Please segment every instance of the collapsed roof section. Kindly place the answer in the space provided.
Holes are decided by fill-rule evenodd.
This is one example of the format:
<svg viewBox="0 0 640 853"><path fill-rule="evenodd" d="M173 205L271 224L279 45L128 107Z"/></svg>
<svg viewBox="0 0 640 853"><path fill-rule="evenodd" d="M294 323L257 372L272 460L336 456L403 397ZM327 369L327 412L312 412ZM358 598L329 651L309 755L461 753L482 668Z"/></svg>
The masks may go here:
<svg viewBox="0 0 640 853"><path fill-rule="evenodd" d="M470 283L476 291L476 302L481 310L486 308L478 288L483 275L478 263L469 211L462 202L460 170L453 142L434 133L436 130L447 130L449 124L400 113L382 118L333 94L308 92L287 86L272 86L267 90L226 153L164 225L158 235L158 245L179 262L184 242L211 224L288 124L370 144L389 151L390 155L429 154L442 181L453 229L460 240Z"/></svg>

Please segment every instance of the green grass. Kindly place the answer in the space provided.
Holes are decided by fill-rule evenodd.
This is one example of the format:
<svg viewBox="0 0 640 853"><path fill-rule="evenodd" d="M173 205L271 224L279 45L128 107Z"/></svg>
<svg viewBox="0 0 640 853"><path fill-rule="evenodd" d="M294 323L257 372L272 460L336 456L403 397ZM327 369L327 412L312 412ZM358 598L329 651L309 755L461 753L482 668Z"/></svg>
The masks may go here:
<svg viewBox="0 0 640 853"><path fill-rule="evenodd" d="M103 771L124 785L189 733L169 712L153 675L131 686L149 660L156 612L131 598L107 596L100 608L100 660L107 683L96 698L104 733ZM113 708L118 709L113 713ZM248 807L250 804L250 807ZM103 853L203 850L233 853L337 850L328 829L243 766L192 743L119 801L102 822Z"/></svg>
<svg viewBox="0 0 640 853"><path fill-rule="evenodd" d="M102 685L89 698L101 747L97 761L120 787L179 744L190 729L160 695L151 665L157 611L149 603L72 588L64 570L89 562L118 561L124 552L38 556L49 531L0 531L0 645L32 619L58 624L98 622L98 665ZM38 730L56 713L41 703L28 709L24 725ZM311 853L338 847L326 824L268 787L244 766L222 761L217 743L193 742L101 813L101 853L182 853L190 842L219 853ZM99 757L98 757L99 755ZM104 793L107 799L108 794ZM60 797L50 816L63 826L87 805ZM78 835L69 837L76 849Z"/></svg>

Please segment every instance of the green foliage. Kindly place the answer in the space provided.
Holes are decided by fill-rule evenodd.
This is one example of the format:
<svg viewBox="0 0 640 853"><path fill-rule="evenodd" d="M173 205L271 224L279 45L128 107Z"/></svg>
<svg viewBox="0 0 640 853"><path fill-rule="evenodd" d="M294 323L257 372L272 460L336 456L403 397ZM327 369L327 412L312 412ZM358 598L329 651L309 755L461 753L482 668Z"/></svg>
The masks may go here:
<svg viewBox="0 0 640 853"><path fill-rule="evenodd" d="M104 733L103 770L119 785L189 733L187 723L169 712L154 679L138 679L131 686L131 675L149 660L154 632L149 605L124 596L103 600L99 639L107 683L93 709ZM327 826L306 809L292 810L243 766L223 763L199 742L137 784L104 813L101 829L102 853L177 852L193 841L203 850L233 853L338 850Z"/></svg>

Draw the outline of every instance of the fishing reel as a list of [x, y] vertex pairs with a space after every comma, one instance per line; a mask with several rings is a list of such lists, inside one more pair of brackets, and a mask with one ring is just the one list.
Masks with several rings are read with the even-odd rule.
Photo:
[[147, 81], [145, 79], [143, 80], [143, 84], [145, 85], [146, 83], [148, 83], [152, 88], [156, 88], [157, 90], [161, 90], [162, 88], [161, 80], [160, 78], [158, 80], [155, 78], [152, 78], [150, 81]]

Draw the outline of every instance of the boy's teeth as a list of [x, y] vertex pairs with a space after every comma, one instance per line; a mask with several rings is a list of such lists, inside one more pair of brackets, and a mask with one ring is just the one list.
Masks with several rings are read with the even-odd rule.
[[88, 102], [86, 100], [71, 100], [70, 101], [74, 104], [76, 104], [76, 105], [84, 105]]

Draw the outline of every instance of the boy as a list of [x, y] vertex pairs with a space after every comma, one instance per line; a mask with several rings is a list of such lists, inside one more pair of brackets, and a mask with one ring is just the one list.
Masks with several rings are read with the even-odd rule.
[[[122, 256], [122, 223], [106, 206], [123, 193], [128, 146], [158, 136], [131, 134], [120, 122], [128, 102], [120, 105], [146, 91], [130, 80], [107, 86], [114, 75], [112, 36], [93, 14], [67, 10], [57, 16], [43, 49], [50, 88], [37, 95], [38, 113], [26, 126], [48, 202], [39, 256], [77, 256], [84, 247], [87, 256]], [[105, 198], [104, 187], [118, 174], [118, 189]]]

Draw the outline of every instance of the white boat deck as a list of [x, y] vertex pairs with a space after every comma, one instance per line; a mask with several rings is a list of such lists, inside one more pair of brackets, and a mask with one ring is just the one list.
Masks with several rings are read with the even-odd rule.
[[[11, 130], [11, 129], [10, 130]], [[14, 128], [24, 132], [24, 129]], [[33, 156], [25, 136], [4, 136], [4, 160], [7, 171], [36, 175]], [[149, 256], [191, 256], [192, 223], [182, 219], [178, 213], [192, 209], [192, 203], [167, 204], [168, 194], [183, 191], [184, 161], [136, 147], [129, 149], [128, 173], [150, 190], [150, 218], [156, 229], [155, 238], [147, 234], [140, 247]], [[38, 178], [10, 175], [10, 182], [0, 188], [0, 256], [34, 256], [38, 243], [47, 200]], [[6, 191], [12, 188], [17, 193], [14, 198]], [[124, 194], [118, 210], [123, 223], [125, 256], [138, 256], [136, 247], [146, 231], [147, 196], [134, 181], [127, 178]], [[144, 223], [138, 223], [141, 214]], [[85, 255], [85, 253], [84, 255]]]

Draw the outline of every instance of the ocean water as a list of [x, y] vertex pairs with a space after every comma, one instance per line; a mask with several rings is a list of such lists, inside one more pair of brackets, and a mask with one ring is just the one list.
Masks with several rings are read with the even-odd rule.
* * * * * * *
_Court exercice_
Relevez chaque ligne des enregistrements contenant le mot « green ». La casse compte.

_Réponse_
Please segment every instance of the green grass. Kindly place the answer in the space provided.
Please segment every instance of the green foliage. Kindly place the answer in the space provided.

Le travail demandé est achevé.